* SET TASKS:
A. From the post about the Caramoor bel canto series, list the operas the author prefers to savor memories of.
B. Answer these questions from the post about the Caramoor bel canto series:
(i) How many years did "Bel Canto at Caramoor" run?
(ii) In what year did Divas and Scholars appear?
(iii) Where is "Teatro Nuovo" moving?
C. Extend the post about the Caramoor bel canto series, starting after its final sentence.

* DOCUMENT SECTION:
+++++
Cher Public

The zoo story

A week from Saturday Will Crutchfield’s “Bel Canto at Caramoor” ends a 20-year run with Il Pirata. “Trove Thursday” salutes the finale of this important series with a live performance of the Bellini starring the inevitable Montserrat Caballè and her husband Yusi…oops I mean Bernabé Martí from another outdoor summer venue—the Cincinnati Zoo!

The cessation of Crutchfield’s bel canto performances in Katonah comes just weeks after the passing of Philip Gossett who occasionally participated in Caramoor’s pre-concert talks and who was of course a towering figure in music scholarship. His sparkling, fascinating book Divas and Scholars from 2006 remains essential reading for anyone interested in 19th century Italian opera.

Although I didn’t attend all that many Caramoor operas, some were especially striking, such as the wonderful and rare opportunity to hear two of Verdi’s French operas sung in their original language.

Although I recall a pale Linda di Chamounix and a bland Aureliano in Palmira that I fled at intermission, I prefer to savor memories of an involving Semiramide, a fierce Lucrezia Borgia, an engagingly elegant Il Trovatore (which featured a rare Azucena from Ewa Podle?, an occasional Caramoor visitor) and that surprising oddity–Poulenc’s Les Dialogues des Carmélites–done with incisive power and special for showcasing Deborah Polaski’s riveting operatic farewell as Mme de Croissy.

Happily it was recently been announced that Crutchfield is inaugurating a new summer project grandly christened “Teatro Nuovo” and moving with it to another corner of Westchester–the expansive performing arts complex at SUNY Purchase. The first season promises Rossini’s Tancredi and Mayr’s Medea in Corinto.

Although I didn’t live that far away, I never had the chance to attend an opera accompanied by—as legend has it—trumpeting elephants and shrieking peacocks before the Cincinnati Opera abandoned the Zoo for Music Hall. Sometime after that move my family visited the Zoo and I connived to walk out onto the now-dilapidated stage: there a star-struck kid looked around imagining the many famous singers who had performed on that spot for more than 50 years.

As a budding opera-tot I had only just begun to listen to the Met Saturday broadcasts when Caballè sang her only two opera performances in Cincinnati. Today’s rare “in-zoo” recording isn’t in the best sound but it captures a resplendent Caballè in one of her early signature roles. Back then I pored over my local newspaper for details about her upcoming appearance and later discovered she had had a mishap during rehearsals and sang Imogene leaning on velvet crutches. “What commitment and dedication!” I enthused at the time. Today one might also remember Gossett’s merciless appraisal of the Catalan diva in his brutally forthright book.

I look forward to Crutchfield’s Caramoor farewell on July 8th, my first live Pirata. I wasn’t yet in New York for Aprile Millo’s sole Imogene with the (presumably now-defunct) Opera Orchestra of New York in 1989—it seems to have been quite an event.
+++++
Stored entries
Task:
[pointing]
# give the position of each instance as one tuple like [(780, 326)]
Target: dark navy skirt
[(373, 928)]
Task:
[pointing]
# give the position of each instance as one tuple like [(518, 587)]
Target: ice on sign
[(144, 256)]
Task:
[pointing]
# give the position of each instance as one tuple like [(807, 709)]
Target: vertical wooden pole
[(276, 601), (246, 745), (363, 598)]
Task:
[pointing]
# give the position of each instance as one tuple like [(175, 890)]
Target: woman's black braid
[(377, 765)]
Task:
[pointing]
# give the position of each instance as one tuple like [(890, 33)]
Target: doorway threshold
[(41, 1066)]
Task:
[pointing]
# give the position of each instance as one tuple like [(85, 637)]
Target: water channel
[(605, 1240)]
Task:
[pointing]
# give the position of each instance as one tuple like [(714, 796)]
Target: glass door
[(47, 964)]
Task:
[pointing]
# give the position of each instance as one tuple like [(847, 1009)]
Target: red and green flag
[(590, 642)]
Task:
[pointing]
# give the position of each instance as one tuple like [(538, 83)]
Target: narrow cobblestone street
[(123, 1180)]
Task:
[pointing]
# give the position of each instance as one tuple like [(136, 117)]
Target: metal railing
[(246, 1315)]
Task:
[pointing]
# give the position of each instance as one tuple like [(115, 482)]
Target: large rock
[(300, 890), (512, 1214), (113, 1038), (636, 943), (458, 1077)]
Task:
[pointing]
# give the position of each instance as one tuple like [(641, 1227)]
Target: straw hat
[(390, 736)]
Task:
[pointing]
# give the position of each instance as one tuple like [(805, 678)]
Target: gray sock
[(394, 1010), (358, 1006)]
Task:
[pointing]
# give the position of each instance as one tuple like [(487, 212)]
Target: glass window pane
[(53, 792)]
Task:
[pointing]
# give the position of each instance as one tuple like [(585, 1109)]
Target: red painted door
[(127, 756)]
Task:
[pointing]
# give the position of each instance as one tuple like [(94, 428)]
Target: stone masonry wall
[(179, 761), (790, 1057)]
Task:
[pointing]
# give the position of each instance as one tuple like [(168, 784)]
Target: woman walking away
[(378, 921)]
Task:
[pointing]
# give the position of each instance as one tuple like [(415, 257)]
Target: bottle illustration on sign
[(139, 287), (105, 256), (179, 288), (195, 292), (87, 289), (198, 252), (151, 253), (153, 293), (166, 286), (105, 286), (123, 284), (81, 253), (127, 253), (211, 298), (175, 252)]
+++++
* RESULTS:
A. Semiramide, Lucrezia Borgia, Il Trovatore, Les Dialogues des Carmélites

B.
(i) 20 years
(ii) 2006
(iii) To the performing arts complex at SUNY Purchase

C.
I had planned to attend the Met’s 2002 production but as luck would have it my ticket was for of one of Renée Fleming’s rare cancelations and knowing I didn’t want to hear her cover, I just skipped the whole thing.

Bellini: Il Pirata
Cincinnati Zoo Opera
5 July 1969
In-zoo recording

Imogene: Montserrat Caballé
Gualtiero: Bernabé Martí
Ernesto: Julian Patrick
Goffredo: Dimitri Nabokov

Conductor: Anton Guadagno

To download Pirata, just click on the icon of a square with an arrow pointing downward on the audio player above and the resulting mp3 file will appear in your download directory.

In addition, more than 80 “Trove Thursday” podcasts are available from iTunes–for free, or via any RSS reader.

 

  • Zac

    My wife and I came to New York in 2002 for “Il Pirata” to hear her favorite singer, Dwayne Croft. We both thought Fleming was terrific, although the one lasting impression was that the production seemed to drag a bit once Croft’s character had bit the (proverbial) dust.

  • Dan Patterson

    I began attending the Cincinnati Zoo Opera in the late 1960s, and got to see many wonderful singers -- Sills, Moffo, Peters, Schwarzkopf, Tucker, Milnes, Treigle, Alexander, Verrett -- and Caballe, in this very performance. How thrilling to hear it again. Thank you so much!

    • Dan Patterson

      Caballe was on crutches for this performance, but sang up a storm anyway. She held her final notes forever and a day, very exciting -- and in fact they actually closed the curtain at one point while she was still roaring away.

      Also, in my list in the preceding email, I omitted Felicia Weathers, who sang a very febrile and very sexy Salome. She was so sweet and friendly backstage, too.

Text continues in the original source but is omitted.